▸ WORK INSTRUCTION: In the records below, find the line that contains "Exercise. Mark the bolivian" and the line that contains "Exercise. Mark the man", then retype exactly those two lines and every line between them.

------------

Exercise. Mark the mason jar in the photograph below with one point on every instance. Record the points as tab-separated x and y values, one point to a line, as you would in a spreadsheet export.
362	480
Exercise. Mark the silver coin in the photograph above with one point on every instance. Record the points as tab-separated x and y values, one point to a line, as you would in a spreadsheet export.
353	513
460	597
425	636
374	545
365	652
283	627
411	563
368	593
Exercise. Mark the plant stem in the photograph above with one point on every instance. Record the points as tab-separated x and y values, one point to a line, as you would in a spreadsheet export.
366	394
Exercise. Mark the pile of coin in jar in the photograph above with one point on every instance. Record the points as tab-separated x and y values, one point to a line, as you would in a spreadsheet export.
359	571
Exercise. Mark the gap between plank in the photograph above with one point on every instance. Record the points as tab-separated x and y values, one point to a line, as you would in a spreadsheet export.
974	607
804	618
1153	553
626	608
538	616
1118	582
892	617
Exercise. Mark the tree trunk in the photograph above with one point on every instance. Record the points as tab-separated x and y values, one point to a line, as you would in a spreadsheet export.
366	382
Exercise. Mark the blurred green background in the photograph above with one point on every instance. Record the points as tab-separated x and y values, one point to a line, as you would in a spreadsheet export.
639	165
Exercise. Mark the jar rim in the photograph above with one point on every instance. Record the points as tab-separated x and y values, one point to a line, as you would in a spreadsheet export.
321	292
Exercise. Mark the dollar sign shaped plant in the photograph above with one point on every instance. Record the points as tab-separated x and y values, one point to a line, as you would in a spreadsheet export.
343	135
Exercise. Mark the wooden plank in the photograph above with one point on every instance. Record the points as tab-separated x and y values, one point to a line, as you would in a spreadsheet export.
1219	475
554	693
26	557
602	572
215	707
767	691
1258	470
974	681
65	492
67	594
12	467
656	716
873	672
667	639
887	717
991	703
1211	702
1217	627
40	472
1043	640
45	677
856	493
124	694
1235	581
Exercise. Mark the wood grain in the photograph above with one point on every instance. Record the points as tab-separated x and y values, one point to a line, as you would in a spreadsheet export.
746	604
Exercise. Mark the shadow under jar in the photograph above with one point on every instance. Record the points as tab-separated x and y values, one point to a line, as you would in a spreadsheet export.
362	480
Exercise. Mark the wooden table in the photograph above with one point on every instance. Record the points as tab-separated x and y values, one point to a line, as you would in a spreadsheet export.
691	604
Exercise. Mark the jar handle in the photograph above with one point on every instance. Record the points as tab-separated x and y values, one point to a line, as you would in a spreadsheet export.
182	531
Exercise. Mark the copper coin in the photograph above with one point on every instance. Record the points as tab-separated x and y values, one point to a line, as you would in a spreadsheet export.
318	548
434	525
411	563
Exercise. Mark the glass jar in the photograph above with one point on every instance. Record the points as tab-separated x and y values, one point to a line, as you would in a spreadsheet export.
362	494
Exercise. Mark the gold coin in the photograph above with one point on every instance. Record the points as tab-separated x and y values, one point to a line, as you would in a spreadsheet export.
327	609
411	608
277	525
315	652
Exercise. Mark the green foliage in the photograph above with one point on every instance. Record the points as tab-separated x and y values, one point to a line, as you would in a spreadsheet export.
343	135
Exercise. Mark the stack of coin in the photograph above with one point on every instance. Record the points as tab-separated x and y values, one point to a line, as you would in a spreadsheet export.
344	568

------------

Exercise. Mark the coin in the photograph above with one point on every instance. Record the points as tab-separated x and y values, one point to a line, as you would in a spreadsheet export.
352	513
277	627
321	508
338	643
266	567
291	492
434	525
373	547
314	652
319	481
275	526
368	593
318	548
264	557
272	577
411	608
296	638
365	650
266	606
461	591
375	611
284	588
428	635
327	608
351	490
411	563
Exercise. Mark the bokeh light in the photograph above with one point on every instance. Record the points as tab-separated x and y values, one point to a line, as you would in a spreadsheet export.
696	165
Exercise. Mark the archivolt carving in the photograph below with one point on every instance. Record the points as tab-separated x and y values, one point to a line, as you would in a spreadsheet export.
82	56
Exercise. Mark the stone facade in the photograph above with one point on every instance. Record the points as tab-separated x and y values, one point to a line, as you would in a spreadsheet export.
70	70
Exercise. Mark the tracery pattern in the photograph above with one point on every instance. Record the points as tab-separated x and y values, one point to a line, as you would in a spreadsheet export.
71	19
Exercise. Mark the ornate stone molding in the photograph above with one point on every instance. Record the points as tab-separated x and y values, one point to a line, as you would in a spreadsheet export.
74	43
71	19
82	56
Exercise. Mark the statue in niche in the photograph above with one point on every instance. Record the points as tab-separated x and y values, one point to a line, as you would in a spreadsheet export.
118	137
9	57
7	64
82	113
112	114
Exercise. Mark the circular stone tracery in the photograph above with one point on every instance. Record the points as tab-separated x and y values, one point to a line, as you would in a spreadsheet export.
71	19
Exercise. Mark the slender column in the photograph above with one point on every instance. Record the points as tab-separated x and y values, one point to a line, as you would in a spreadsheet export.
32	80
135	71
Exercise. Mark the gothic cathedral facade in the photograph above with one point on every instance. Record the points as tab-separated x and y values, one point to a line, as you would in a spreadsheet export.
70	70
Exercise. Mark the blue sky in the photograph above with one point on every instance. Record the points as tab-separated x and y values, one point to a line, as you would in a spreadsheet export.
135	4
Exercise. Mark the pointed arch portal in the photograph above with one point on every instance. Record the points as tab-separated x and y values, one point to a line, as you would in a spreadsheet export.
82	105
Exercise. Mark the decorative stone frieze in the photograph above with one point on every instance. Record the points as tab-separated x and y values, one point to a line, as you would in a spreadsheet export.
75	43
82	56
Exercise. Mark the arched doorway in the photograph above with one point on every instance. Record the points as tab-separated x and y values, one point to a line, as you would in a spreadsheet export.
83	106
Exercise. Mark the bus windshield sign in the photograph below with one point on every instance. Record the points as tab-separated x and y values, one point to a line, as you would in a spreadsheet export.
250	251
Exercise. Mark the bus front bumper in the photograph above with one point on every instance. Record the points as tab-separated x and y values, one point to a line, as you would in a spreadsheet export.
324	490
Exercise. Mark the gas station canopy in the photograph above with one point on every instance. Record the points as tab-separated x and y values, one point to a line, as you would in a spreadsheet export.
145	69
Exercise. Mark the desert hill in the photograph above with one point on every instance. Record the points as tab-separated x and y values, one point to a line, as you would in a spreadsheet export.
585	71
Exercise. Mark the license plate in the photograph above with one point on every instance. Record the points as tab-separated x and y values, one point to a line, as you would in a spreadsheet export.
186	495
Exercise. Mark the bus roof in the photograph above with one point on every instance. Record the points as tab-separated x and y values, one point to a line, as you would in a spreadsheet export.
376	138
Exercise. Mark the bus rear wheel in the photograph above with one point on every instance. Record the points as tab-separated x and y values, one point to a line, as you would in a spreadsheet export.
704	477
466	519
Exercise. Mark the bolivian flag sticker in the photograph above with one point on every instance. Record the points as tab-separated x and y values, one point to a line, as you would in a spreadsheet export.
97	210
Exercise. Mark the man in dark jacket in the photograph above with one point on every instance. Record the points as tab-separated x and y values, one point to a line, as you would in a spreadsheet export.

------------

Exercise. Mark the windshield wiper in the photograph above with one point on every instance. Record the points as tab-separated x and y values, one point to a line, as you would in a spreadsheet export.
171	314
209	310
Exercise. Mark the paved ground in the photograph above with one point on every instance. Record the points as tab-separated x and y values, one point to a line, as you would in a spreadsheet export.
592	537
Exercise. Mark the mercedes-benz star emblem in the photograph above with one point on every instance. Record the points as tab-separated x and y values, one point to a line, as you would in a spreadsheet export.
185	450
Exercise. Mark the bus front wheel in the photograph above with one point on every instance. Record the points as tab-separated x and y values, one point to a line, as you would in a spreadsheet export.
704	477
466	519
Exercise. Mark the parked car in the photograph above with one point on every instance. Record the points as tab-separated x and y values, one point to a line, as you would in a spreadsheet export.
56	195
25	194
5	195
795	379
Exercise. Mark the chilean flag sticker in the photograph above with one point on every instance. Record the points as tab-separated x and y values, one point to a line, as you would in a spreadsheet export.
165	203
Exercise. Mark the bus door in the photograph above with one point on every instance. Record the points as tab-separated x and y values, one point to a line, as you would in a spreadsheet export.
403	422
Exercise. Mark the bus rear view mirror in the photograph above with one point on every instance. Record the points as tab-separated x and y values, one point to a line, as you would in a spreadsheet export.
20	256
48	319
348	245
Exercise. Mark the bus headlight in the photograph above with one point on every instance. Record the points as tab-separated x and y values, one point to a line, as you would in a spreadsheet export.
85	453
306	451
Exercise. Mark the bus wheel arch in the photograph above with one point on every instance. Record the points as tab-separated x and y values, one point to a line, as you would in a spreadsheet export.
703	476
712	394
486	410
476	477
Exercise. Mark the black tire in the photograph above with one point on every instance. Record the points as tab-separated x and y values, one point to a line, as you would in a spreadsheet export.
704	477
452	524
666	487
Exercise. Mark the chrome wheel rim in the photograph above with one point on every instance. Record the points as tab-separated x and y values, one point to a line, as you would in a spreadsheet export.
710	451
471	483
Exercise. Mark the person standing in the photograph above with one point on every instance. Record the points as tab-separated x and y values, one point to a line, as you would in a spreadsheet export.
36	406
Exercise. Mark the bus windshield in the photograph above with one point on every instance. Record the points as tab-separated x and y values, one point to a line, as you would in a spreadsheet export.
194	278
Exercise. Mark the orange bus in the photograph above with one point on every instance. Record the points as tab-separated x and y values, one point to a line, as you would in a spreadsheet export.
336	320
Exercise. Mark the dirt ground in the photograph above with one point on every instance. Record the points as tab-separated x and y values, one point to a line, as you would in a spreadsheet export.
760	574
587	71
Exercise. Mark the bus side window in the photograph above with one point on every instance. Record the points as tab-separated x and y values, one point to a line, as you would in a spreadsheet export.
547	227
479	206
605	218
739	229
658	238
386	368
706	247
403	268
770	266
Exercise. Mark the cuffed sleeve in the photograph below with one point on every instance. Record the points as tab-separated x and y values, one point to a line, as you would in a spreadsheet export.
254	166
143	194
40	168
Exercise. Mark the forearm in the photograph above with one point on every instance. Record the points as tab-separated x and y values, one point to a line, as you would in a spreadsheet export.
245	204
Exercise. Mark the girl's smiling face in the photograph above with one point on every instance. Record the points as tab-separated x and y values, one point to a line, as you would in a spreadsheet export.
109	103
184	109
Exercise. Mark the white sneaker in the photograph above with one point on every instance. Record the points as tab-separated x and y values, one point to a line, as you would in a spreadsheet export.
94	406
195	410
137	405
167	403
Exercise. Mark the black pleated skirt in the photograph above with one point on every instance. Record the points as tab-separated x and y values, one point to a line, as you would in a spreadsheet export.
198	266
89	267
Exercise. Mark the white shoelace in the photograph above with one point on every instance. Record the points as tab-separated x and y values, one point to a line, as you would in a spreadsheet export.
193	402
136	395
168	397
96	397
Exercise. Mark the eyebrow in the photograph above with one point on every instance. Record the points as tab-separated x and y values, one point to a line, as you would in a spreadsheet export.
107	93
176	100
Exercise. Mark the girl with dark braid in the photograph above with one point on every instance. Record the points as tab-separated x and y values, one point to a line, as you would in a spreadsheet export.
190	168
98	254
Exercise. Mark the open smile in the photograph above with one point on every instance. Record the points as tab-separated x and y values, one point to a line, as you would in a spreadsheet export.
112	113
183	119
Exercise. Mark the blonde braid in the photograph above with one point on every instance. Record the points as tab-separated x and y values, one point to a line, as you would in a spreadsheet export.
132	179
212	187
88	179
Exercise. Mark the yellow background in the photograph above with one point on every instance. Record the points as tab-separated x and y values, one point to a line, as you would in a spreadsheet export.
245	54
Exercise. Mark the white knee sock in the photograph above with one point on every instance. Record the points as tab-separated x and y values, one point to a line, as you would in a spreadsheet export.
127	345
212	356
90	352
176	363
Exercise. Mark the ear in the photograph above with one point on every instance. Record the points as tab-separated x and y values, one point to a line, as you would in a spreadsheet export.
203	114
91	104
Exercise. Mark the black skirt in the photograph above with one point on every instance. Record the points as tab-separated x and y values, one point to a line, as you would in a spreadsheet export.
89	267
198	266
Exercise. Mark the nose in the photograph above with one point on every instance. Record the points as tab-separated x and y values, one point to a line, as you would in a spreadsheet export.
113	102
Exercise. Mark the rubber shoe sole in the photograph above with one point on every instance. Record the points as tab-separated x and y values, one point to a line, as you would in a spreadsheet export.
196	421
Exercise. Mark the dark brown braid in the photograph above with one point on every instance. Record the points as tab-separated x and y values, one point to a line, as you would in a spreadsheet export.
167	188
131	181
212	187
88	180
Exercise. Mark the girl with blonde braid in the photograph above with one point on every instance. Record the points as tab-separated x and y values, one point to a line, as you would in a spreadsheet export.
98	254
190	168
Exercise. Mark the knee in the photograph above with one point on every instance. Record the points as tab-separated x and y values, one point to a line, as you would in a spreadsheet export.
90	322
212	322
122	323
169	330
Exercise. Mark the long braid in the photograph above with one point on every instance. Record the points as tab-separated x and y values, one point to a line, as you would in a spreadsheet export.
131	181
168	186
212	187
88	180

------------

▸ OUTPUT:
Exercise. Mark the bolivian flag sticker in the photograph above with one point on every instance. Record the points as tab-separated x and y values, one point to a line, as you would in a spreadsheet export.
97	210
Exercise. Mark the man in dark jacket in the photograph above with one point on every instance. Record the points as tab-separated x and y values, one point to a line, as you would in a spreadsheet export.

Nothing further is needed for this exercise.